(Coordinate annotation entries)
-- Begin --
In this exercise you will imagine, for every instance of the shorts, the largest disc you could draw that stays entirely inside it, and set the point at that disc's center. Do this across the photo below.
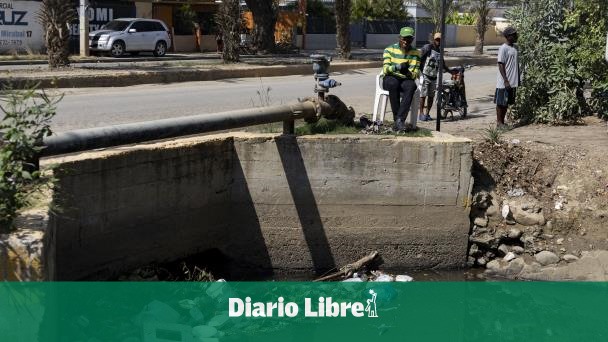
(427, 86)
(504, 97)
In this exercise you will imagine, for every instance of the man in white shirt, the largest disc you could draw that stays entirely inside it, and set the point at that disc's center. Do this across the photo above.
(508, 76)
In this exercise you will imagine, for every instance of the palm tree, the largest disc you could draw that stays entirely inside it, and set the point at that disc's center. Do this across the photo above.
(55, 17)
(264, 18)
(343, 9)
(229, 25)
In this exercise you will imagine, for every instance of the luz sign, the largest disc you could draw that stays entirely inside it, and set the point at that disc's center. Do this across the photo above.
(19, 29)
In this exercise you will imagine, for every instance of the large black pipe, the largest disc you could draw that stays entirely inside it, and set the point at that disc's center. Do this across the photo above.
(116, 135)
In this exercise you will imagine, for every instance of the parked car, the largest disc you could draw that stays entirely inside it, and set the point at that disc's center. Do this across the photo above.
(131, 35)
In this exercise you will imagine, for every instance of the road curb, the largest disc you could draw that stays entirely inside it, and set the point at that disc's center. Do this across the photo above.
(211, 74)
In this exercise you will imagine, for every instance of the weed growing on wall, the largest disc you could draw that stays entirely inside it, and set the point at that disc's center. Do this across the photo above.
(26, 117)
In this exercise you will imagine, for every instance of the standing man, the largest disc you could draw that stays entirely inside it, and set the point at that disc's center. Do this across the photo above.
(401, 68)
(429, 61)
(508, 76)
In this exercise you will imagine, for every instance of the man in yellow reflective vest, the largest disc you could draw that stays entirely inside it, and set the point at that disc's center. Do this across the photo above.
(401, 67)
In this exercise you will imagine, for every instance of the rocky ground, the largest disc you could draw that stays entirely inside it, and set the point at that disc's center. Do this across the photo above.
(540, 203)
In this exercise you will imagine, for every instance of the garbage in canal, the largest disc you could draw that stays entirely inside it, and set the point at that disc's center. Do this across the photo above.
(364, 270)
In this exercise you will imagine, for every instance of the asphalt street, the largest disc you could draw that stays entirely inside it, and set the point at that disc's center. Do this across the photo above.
(94, 107)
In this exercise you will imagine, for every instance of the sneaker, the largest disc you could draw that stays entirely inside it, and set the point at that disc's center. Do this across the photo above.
(399, 126)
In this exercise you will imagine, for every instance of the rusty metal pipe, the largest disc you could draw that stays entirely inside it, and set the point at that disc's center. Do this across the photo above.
(116, 135)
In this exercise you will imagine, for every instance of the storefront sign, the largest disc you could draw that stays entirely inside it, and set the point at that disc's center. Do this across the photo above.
(20, 30)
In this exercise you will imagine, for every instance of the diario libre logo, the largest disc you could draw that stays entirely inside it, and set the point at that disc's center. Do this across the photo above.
(321, 307)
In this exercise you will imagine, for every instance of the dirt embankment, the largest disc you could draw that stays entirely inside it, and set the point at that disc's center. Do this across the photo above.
(540, 204)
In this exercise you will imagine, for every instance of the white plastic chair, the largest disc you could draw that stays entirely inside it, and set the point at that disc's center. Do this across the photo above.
(381, 99)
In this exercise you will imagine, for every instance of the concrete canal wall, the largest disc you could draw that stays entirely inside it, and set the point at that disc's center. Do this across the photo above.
(268, 203)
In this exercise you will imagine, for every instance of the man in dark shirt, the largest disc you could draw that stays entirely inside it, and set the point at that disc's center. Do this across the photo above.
(429, 61)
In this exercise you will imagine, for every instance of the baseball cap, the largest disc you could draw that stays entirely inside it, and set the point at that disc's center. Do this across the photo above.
(509, 31)
(406, 32)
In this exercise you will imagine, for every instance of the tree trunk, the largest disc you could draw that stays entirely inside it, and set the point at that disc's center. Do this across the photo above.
(343, 8)
(55, 16)
(229, 25)
(480, 30)
(264, 19)
(479, 41)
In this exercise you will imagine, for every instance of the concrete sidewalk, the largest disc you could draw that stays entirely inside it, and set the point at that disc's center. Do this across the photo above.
(122, 72)
(357, 54)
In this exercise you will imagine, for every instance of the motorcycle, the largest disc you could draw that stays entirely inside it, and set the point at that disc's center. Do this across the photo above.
(454, 95)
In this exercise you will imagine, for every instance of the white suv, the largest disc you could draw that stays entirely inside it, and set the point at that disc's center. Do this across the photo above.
(131, 35)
-- End --
> _PROBLEM TO SOLVE_
Arrange every row above as a two-column CSV with the headers instruction and points. Give one line per row, with its text and its answer each in a single quoted field and line breaks replaced by spaces, and leave the pictures out.

> _THE RESULT_
instruction,points
"In this exercise you will imagine, for every instance of the shorts, the largest disc you could draw that stays entirely inside it, and set the point at that disc's center. Do this across the photo below.","(427, 86) (504, 97)"
"In this exercise you will imagine, for every instance of the man in white shirt, the largest disc you could draw that stays entirely inside it, and set the point at that disc's center. Do this across the photo above.","(508, 76)"
"In this exercise you will imagine, for every instance of the palm tree, the largest disc you could draw that stays entirely inside it, and set the point at that disc's center. Do this across the photo above.","(55, 17) (264, 18) (343, 9) (229, 25)"
"In this exercise you will imagine, for every instance of the luz sign, the largest disc you could draw that stays entirely inside it, and set the point at that disc's center. Do this across the photo above.","(19, 29)"
"In this exercise you will imagine, for every instance of the large black pipe, the largest disc you could draw that stays entirely inside it, and set the point at that disc's center. Do this across the photo above.","(116, 135)"
"In this exercise you will imagine, for every instance of the parked car, the largest disc you could draw that stays entirely inside it, and set the point at that disc's center. Do this across the photo above.","(131, 35)"
"In this exercise you will imagine, for every instance of the road curb, the largest disc you could draw that stays entirely inside it, and set the point at that disc's center. Do this across the photo above.","(211, 74)"
"In this exercise you will imagine, for every instance of the weed growing on wall, the largest disc you could draw that stays entirely inside it, and set the point at that disc's center. Do this across the photo above.","(26, 117)"
"In this exercise you will imagine, for every instance of the standing man, the largest disc you could draw that stays entirely inside it, and set the point at that disc's center. Do this across the photo above.","(401, 68) (429, 61) (508, 76)"
"In this exercise you will imagine, for every instance of the man in yellow reflective vest, the largest disc you could draw that stays entirely inside it, and set the point at that disc's center. Do this across the photo above.","(401, 67)"
"In this exercise you will imagine, for every instance of the rocky ground, the largest disc you could draw that stays entirely inside it, and set the point at that disc's center. Do this across the photo above.","(540, 203)"
"In this exercise you will imagine, for every instance of the garbage in canal, the largest disc you could draw that stays entirely inside it, and set the point at that disc's center. Do this across the photo above.","(364, 270)"
"In this exercise you will imagine, for every instance of the asphalt street, the largest disc you could draw that stays entirely inside it, and set the point at that disc's center. Do this across the photo above.","(94, 107)"
"In this exercise you will imagine, for every instance of the sneaker, the largest disc you could draw that stays entirely inside it, and set the point at that disc's center. Do this across the photo above.","(399, 126)"
"In this exercise you will imagine, for every instance of the rusty metal pipe, the largest disc you could draw that stays entirely inside it, and set the point at that disc's center. Do this across the photo above.","(116, 135)"
"In this exercise you will imagine, for every instance of the storefront sign, the largest disc you could draw that stays entirely inside it, and set the point at that disc's center. Do this across the photo above.","(20, 30)"
"In this exercise you will imagine, for every instance of the diario libre logo, the largest disc you could draw that stays entirely inside it, and set the point at that disc's center. Do this across the photo above.","(321, 307)"
"In this exercise you will imagine, for every instance of the dirt embankment, the largest disc you could draw that stays entirely inside it, and set the point at that disc's center. Do this across the photo above.","(540, 204)"
"In this exercise you will imagine, for every instance of the white plastic chair, the largest disc you could draw that stays entirely inside it, and set the point at that disc's center. Do this across the photo above.","(381, 99)"
"In this exercise you will imagine, for every instance of the concrete canal wall, the largest disc you could draw that stays entirely inside it, and set the point at that disc's center. Do this across the photo above.","(268, 203)"
"In this exercise you will imagine, for every instance of the man in dark shirt, the largest disc you could draw that stays entirely inside it, and set the point at that disc's center. Do this across the photo above.","(429, 61)"
"In this exercise you will imagine, for every instance of the baseball cap, the largest disc you could draw that stays entirely inside it, and set the point at that disc's center. Do this across the photo above.","(509, 31) (406, 32)"
"In this exercise you will imagine, for every instance of the tree trunk, the largest disc you could draw that stays entirely inside it, and set the point at that disc's center. Do this across the photo above.","(343, 8) (55, 16) (229, 25) (480, 30) (264, 19) (479, 41)"
"In this exercise you will imagine, for every instance of the concrete sidewalk, the largest disc you could draw that stays entirely inside it, and set the point at that disc's center. Do this across the photo above.","(122, 72) (357, 54)"
"In this exercise you will imagine, for every instance of the motorcycle, the largest disc you could draw that stays entirely inside it, and set the point at that disc's center. Do this across the photo above.","(454, 95)"
"In this exercise you will imagine, for every instance of the white suv, the largest disc you could draw that stays entirely inside it, and set the point at that disc's center. Do this across the photo above.","(131, 35)"